_STORED RECORDS_:

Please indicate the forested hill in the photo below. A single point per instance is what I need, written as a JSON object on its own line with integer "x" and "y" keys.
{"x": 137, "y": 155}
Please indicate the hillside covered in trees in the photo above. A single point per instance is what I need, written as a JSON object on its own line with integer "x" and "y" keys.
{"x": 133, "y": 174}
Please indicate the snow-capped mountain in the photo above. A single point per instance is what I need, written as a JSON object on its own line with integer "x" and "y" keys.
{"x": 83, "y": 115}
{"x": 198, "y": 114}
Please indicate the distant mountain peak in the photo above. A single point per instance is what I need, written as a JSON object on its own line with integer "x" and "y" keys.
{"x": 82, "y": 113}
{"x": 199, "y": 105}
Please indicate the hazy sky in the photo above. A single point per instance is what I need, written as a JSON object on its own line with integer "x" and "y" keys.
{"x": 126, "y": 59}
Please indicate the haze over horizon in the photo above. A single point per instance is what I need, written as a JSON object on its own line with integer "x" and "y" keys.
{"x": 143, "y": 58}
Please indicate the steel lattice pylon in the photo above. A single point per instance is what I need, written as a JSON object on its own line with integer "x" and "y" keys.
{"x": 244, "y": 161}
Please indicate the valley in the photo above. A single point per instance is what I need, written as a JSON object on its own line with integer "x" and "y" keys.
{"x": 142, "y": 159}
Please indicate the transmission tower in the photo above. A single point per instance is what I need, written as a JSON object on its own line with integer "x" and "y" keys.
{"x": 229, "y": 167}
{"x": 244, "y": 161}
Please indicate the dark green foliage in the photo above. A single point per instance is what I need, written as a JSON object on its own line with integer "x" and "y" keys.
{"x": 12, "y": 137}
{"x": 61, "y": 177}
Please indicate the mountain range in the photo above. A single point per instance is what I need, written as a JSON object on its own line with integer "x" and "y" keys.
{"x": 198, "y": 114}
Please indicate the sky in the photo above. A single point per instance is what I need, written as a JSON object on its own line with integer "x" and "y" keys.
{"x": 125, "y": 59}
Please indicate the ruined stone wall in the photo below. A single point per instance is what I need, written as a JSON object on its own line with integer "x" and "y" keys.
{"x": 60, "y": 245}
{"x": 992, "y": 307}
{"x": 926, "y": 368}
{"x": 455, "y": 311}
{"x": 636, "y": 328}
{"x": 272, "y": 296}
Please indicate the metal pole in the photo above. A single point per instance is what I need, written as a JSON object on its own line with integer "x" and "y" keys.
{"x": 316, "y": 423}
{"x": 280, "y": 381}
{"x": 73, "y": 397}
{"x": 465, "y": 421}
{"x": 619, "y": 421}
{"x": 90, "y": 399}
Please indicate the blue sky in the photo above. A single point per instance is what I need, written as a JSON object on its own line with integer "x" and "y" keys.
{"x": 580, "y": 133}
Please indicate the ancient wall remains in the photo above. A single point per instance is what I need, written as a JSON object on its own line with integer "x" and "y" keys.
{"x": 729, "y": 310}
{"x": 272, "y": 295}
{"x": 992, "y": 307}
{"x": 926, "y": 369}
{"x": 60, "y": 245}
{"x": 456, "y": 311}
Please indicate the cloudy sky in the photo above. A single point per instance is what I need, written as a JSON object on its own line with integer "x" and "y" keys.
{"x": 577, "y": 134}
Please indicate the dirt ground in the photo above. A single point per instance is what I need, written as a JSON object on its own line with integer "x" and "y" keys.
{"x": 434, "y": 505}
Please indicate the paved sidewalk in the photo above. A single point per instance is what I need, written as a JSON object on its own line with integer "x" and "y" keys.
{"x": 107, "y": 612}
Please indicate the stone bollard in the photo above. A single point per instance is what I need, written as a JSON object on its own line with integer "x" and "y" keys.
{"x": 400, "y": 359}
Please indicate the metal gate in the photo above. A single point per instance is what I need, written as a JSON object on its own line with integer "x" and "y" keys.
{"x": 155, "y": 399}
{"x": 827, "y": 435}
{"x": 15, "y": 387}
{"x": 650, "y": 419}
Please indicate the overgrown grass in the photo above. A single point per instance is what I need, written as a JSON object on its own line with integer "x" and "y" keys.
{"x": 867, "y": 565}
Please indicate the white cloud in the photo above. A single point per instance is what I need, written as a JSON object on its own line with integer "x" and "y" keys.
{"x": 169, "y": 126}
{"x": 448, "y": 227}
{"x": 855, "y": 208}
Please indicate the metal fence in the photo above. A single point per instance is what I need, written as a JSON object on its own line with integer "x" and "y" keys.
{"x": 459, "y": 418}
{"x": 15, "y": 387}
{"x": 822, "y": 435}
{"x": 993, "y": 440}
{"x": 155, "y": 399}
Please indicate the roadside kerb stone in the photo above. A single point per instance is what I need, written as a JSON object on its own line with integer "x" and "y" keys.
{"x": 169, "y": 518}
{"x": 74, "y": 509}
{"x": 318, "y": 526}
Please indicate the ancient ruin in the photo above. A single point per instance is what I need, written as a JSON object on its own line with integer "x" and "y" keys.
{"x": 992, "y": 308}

_WHAT IS REQUIRED_:
All of the entries should be written out again exactly.

_SOLVED EXERCISE_:
Please indicate the forested hill in the photo below. A single point per instance is what I need, written as a JSON object on its own line with integer "x" and "y" keys.
{"x": 137, "y": 155}
Please indicate the hillside covered in trees in the photo above. A single point per instance is what I need, written as a JSON object on its own line with integer "x" and "y" keys.
{"x": 133, "y": 174}
Please indicate the snow-capped mountain in the photo above. A single point per instance is what I need, written as a JSON object on its own line with integer "x" and "y" keys.
{"x": 83, "y": 115}
{"x": 198, "y": 114}
Please indicate the distant mountain peak in the photo above. A single point per instance is what I need, written as a JSON object on its own line with integer "x" and "y" keys.
{"x": 82, "y": 113}
{"x": 199, "y": 105}
Please indicate the hazy sky in the photo above. A single point per instance is what I need, written as a JSON object on its own line with integer "x" and "y" keys.
{"x": 126, "y": 59}
Please indicate the haze over horizon in the photo above. A single point per instance is what I need, written as a JSON object on its own line with integer "x" and "y" keys.
{"x": 143, "y": 58}
Please indicate the steel lattice pylon in the photo above. A single point per instance is what I need, written as a JSON object on its own line with integer "x" and "y" keys.
{"x": 244, "y": 161}
Please indicate the valley in the photo above. A single point per instance is what I need, written as a JSON object on its own line with integer "x" and "y" keys.
{"x": 142, "y": 159}
Please indicate the transmission tower in the photo above. A single point per instance is what I need, written as a JSON object on its own line with integer "x" and "y" keys.
{"x": 229, "y": 167}
{"x": 244, "y": 161}
Please indicate the dark green foliage in the photo above. A single point per instance is what I need, written as a JSON object on its own line with integer "x" and "y" keys.
{"x": 12, "y": 137}
{"x": 61, "y": 177}
Please indicate the mountain range in the photo above. A single point per instance is what I need, written as a JSON object on its own line with integer "x" and "y" keys.
{"x": 198, "y": 114}
Please indicate the sky in the photo above. A single point per instance is what I need, written as a JSON object on its own line with integer "x" and "y" keys.
{"x": 125, "y": 59}
Please indicate the ruined stone wall in the photo below. A single point per instance is what I need, written as a JSON object on its own line with integer "x" and "y" keys.
{"x": 60, "y": 245}
{"x": 992, "y": 307}
{"x": 926, "y": 368}
{"x": 455, "y": 311}
{"x": 636, "y": 328}
{"x": 272, "y": 296}
Please indicate the metal pole in the photo above. A single point per instance is what I need, written as a JSON object on its own line with integer "x" and "y" keys.
{"x": 316, "y": 423}
{"x": 280, "y": 381}
{"x": 73, "y": 397}
{"x": 465, "y": 421}
{"x": 619, "y": 421}
{"x": 90, "y": 399}
Please indicate the blue sky in the photo above. A single point per instance is what I need, written as a JSON object on its own line with integer "x" and "y" keys.
{"x": 580, "y": 133}
Please indicate the ancient wall remains in the photo above. A single point per instance is what I need, written as a JSON object on its own line with integer "x" and "y" keys.
{"x": 729, "y": 310}
{"x": 272, "y": 295}
{"x": 992, "y": 307}
{"x": 926, "y": 369}
{"x": 60, "y": 245}
{"x": 456, "y": 311}
Please indicate the cloudy sky in the photo above. A single point per instance is what I need, written as a JSON object on its own line with integer "x" and "y" keys.
{"x": 577, "y": 134}
Please indicate the dirt ground in the photo above. A single point per instance is what I need, written as a JSON object on its own line with integer "x" and "y" keys.
{"x": 434, "y": 505}
Please indicate the paved sidewalk in the photo above. A single point per instance is what I need, written as a JSON object on its own line with integer "x" and "y" keys.
{"x": 107, "y": 612}
Please indicate the stone bollard in the photo above. A single point per instance is what I need, written as a JSON object on its own line with integer "x" and "y" keys.
{"x": 400, "y": 359}
Please indicate the metal gate in the photo above. A single point per instance is what I need, written as a JSON object on its own line with integer "x" and "y" keys.
{"x": 155, "y": 399}
{"x": 827, "y": 435}
{"x": 15, "y": 387}
{"x": 650, "y": 419}
Please indicate the overgrown grass in the photo above. A single point per instance is what I need, written as a JSON object on its own line with integer "x" and "y" keys.
{"x": 867, "y": 565}
Please indicate the white cloud in the photo above. A single point per instance is what I need, written as a JSON object on its own line with integer "x" and "y" keys.
{"x": 169, "y": 126}
{"x": 448, "y": 227}
{"x": 855, "y": 208}
Please indicate the metal fence in the photo above. A single point per instance is what I need, written as a JSON object on its own line with integer "x" and "y" keys.
{"x": 459, "y": 418}
{"x": 15, "y": 387}
{"x": 822, "y": 435}
{"x": 993, "y": 440}
{"x": 155, "y": 399}
Please indicate the roadside kerb stone in the photo above. A single point per instance is what I need, written as a JSON object on its own line with integer "x" and "y" keys.
{"x": 169, "y": 518}
{"x": 74, "y": 509}
{"x": 318, "y": 526}
Please indicate the ancient ruin in the photo above. A single point per instance is what I need, written as a JSON object on its own line with integer "x" and "y" keys.
{"x": 992, "y": 308}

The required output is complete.